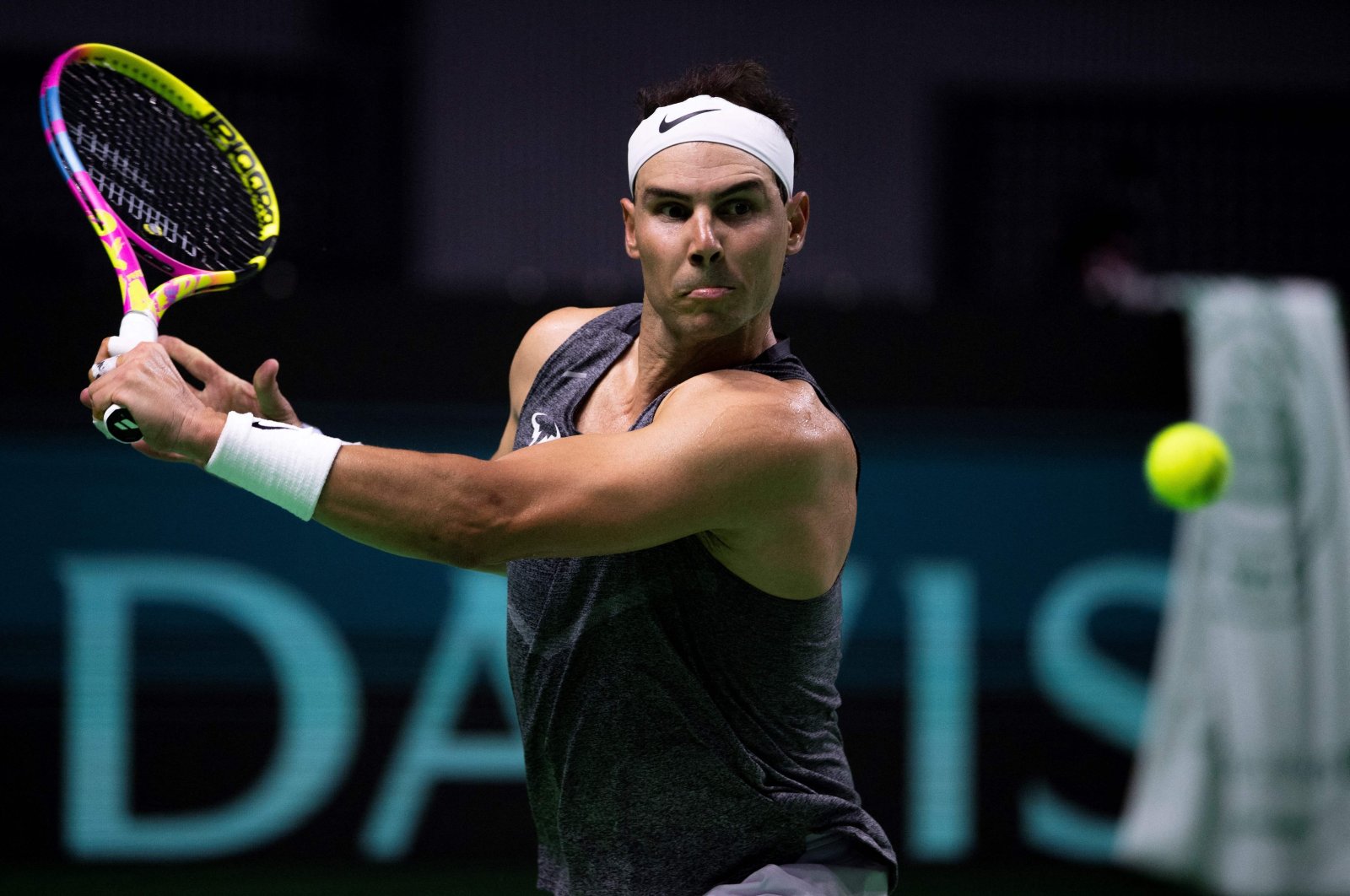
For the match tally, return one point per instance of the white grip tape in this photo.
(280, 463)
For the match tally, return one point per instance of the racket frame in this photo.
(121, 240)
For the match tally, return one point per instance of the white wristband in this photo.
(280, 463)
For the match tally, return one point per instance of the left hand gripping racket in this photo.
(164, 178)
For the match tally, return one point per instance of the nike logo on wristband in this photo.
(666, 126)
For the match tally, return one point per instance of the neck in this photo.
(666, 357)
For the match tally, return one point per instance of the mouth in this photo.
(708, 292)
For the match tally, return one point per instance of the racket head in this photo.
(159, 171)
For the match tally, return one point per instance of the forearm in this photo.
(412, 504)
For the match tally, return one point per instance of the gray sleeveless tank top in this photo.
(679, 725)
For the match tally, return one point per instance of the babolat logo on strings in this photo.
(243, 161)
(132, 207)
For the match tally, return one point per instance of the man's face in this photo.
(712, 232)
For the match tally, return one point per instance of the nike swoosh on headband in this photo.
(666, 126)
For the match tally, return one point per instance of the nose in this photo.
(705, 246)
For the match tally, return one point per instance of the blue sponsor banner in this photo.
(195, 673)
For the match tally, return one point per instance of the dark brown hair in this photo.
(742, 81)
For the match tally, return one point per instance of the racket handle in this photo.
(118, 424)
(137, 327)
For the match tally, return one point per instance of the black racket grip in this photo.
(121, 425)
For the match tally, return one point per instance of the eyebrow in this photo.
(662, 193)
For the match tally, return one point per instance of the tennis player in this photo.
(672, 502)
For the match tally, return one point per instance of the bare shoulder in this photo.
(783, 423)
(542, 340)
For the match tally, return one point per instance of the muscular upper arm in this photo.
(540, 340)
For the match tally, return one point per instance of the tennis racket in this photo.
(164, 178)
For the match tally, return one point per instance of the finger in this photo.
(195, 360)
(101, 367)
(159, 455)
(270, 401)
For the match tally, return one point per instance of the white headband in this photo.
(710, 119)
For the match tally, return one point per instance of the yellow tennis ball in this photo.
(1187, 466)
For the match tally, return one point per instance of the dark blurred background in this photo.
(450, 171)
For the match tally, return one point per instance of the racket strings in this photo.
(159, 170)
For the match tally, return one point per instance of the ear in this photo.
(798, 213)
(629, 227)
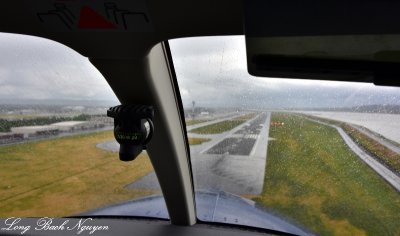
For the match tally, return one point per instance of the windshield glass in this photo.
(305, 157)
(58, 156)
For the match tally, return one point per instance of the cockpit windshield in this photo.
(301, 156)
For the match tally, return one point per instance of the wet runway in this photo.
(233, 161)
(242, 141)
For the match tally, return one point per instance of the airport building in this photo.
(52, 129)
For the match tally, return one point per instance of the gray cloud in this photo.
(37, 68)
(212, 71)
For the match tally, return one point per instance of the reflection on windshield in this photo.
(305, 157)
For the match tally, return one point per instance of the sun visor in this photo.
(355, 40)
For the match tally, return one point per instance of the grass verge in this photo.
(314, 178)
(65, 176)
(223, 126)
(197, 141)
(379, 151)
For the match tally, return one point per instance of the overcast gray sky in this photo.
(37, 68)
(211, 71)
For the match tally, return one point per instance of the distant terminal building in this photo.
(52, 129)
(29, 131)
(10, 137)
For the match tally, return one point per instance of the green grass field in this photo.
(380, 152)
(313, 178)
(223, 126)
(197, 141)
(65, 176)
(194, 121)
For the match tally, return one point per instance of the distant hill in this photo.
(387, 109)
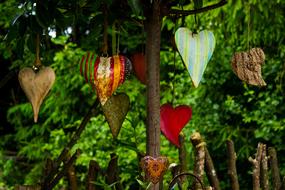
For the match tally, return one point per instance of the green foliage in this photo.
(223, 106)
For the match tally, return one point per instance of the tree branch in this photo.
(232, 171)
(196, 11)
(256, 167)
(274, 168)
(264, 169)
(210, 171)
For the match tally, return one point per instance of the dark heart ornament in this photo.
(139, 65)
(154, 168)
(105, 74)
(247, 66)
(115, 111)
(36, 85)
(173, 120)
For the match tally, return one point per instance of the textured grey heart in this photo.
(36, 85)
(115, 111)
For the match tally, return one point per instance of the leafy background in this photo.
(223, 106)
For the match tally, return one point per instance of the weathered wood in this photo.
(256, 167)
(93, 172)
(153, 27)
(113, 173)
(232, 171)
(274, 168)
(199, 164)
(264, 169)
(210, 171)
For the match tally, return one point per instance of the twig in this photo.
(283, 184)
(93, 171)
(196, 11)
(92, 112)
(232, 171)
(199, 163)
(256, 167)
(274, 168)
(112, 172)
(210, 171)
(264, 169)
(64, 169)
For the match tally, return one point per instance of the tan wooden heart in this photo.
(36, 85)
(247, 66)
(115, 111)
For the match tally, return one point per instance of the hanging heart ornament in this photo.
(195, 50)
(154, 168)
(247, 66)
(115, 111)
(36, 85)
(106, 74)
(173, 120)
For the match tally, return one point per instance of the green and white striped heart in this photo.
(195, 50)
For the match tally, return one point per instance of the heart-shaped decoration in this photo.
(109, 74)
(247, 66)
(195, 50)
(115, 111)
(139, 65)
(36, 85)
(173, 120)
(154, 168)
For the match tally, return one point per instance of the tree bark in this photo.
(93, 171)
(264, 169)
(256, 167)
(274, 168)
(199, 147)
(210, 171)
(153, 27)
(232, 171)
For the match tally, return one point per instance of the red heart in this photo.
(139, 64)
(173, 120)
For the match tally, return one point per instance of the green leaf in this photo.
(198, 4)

------------------------------------

Request: From the line containing "striped heart in this photo." through the final line of the listing above, retype every line exactly; leave out everything else.

Result of this exercise:
For the match tally, return one point per instance of the green and white striped heart in this photo.
(195, 50)
For the match tally, return one point per instance of the heart-shaped decoration in this photo.
(109, 74)
(247, 66)
(195, 50)
(115, 111)
(139, 65)
(36, 85)
(173, 120)
(154, 168)
For the match tally, return one point per instance of the tree bark in this photo.
(93, 171)
(264, 169)
(256, 167)
(274, 168)
(199, 147)
(210, 171)
(153, 27)
(232, 171)
For the match tally, return one point per instance of the red heart in this photo.
(139, 64)
(173, 120)
For the match tally, return one point per instance of the green leaf in this photo.
(198, 4)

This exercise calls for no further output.